Excerpts from a dataset

---

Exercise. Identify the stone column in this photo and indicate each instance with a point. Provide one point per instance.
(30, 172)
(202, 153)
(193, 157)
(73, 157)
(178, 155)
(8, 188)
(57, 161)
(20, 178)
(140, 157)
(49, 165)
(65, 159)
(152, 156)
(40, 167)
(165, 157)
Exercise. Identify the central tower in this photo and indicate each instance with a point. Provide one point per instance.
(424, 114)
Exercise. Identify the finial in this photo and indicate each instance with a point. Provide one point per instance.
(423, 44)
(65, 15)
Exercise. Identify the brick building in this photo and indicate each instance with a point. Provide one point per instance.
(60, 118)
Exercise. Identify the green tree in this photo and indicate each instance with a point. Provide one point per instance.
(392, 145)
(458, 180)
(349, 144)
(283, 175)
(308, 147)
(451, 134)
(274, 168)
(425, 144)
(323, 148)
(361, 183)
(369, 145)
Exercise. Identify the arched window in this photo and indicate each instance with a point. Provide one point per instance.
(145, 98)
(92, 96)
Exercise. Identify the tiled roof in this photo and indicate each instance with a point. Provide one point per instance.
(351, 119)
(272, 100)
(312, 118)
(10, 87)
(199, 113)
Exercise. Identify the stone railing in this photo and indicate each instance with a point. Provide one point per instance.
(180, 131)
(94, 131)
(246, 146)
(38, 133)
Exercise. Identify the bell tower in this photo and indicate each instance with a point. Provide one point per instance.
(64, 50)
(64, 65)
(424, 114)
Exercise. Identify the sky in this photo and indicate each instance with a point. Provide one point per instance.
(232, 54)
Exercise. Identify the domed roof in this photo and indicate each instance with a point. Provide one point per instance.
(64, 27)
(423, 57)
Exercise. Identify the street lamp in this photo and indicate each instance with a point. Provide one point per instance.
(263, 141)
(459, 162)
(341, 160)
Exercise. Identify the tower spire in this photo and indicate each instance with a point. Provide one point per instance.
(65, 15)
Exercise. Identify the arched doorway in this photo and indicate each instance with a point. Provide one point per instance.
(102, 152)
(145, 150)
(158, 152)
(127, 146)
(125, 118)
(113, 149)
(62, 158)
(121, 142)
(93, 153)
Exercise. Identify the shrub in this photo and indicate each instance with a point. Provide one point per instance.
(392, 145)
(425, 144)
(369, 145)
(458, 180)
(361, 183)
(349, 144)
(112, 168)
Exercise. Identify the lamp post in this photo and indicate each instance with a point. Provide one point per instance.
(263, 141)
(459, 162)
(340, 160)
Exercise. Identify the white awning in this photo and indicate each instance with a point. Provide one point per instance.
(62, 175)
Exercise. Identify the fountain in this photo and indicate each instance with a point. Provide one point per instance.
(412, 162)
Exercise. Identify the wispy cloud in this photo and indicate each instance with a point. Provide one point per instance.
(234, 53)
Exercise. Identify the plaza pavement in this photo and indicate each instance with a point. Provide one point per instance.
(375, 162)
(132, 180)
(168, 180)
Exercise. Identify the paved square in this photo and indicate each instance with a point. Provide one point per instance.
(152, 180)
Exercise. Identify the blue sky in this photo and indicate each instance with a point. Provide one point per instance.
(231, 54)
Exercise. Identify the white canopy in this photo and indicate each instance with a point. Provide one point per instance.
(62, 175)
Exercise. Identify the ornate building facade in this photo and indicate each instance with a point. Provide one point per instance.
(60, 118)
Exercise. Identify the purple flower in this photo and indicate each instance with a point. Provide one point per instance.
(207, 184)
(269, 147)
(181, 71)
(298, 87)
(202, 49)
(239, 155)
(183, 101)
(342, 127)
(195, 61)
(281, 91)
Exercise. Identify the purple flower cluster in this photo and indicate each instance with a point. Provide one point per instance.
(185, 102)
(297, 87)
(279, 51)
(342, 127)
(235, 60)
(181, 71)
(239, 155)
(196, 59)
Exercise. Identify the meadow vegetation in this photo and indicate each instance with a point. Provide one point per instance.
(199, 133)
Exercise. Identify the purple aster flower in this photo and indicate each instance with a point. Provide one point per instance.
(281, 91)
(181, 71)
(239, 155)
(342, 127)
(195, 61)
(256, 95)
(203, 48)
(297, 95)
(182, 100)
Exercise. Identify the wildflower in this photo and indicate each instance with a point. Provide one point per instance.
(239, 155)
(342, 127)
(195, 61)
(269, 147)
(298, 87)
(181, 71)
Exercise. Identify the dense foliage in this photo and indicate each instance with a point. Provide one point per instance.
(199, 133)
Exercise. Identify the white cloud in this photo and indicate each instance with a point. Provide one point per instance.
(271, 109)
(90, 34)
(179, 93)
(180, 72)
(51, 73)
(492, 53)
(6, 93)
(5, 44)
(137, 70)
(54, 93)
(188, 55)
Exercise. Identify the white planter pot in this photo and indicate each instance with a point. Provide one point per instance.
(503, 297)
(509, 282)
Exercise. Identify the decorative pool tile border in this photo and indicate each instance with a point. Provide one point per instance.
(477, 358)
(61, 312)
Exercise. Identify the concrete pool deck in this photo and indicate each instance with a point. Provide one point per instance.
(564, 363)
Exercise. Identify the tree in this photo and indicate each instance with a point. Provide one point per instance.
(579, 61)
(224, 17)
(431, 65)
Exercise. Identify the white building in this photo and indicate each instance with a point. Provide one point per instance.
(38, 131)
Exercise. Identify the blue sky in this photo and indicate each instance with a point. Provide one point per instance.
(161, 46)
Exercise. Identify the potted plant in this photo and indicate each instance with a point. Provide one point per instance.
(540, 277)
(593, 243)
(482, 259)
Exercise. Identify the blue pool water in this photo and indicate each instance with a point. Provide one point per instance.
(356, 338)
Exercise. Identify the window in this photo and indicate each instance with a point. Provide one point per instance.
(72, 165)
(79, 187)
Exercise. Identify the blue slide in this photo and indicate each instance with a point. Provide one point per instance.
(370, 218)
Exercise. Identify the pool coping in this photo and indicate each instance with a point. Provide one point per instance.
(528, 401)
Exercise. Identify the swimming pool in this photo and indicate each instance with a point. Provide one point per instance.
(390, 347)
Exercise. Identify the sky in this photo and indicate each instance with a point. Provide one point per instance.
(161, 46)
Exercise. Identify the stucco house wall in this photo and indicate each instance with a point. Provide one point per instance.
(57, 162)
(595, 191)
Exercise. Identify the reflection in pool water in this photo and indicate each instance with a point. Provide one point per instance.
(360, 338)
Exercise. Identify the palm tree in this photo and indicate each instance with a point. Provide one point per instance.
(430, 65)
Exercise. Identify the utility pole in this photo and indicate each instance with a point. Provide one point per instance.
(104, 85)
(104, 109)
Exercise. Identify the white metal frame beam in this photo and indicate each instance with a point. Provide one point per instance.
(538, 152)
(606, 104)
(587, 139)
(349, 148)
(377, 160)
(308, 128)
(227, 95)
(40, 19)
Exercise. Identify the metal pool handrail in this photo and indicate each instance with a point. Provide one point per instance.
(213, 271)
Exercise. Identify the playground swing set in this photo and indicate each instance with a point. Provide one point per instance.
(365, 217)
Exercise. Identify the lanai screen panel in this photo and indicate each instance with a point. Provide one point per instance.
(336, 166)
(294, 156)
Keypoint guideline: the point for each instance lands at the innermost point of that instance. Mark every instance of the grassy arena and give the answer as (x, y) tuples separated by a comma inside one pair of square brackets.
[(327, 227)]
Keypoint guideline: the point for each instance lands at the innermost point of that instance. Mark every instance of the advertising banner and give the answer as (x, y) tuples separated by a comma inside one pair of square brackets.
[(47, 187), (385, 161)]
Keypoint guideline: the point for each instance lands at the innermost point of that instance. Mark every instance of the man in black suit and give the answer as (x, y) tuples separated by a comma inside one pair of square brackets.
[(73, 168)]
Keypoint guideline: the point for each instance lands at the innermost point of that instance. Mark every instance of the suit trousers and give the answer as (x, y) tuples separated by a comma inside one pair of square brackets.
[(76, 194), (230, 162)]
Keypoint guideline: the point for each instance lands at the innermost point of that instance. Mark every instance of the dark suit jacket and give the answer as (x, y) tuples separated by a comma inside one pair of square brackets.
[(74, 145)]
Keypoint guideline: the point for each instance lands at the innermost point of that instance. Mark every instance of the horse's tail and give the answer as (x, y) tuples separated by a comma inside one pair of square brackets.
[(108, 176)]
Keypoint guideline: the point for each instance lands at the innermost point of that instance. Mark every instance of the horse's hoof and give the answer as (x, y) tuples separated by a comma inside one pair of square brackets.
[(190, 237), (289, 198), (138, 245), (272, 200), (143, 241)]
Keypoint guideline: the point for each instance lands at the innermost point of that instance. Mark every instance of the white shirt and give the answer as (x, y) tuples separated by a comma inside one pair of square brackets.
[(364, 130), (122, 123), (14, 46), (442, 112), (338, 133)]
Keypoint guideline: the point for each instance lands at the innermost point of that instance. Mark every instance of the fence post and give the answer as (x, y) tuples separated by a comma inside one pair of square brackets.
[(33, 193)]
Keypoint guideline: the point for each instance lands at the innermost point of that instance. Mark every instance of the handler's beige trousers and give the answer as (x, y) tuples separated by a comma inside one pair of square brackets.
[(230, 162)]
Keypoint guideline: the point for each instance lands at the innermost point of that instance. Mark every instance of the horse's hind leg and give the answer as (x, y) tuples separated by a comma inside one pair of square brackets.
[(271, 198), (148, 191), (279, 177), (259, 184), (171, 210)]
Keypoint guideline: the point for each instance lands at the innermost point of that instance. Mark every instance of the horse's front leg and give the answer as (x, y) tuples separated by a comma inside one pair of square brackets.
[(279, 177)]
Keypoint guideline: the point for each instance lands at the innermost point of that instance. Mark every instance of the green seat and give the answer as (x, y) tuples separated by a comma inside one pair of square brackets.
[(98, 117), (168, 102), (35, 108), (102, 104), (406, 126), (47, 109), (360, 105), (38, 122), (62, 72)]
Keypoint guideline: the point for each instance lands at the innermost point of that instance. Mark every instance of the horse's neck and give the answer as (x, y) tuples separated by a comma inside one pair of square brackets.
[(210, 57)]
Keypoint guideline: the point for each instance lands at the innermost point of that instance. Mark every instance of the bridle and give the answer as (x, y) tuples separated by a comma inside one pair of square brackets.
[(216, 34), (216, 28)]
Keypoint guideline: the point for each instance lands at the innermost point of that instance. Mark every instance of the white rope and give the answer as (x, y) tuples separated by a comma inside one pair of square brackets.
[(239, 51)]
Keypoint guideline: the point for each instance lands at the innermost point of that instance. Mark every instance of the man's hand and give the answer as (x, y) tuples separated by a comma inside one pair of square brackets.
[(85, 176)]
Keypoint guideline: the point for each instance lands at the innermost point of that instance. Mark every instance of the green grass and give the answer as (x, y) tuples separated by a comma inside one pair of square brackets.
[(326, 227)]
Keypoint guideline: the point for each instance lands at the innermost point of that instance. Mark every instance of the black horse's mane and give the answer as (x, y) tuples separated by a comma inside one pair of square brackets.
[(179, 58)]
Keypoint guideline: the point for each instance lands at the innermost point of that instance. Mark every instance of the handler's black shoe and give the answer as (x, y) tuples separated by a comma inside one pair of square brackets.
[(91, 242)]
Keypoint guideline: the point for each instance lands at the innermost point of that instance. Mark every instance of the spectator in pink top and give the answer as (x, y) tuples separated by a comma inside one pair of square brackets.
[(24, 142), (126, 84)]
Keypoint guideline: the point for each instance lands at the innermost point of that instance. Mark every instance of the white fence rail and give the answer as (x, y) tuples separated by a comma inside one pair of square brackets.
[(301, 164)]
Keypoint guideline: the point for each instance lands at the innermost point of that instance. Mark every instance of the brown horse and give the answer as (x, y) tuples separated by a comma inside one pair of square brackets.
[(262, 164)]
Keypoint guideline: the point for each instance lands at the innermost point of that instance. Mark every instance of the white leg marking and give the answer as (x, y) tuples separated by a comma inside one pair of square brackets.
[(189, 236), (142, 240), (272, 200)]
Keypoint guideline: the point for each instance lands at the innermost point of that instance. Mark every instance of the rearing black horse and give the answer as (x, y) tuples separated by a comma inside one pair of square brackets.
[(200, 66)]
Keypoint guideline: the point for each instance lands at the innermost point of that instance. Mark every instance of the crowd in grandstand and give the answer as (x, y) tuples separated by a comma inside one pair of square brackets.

---

* Activity
Using the entries above, give again each line from the one containing "the white leg" through the last line, exactly and only those.

* Reply
Keypoint guideline: the point for each instance lands at the innermost point of that instance. Mark every instance of the white leg marking and give the answer as (x, y) tuples separated by a comma inside one pair of square brackets.
[(189, 236), (142, 240), (272, 200)]
Keypoint guideline: the point for each instance lands at the innermost point of that instance. Mark every instance of the rearing black horse and give the answer as (x, y) tuples separated by a comma inside one pair of square brackets.
[(200, 66)]
Keypoint guideline: the point for each instance lands at the innermost point of that instance. Mark every instance of the crowd in grandstand and give the answer as (x, y) tuples separated by a comma inside one pair of square brackets.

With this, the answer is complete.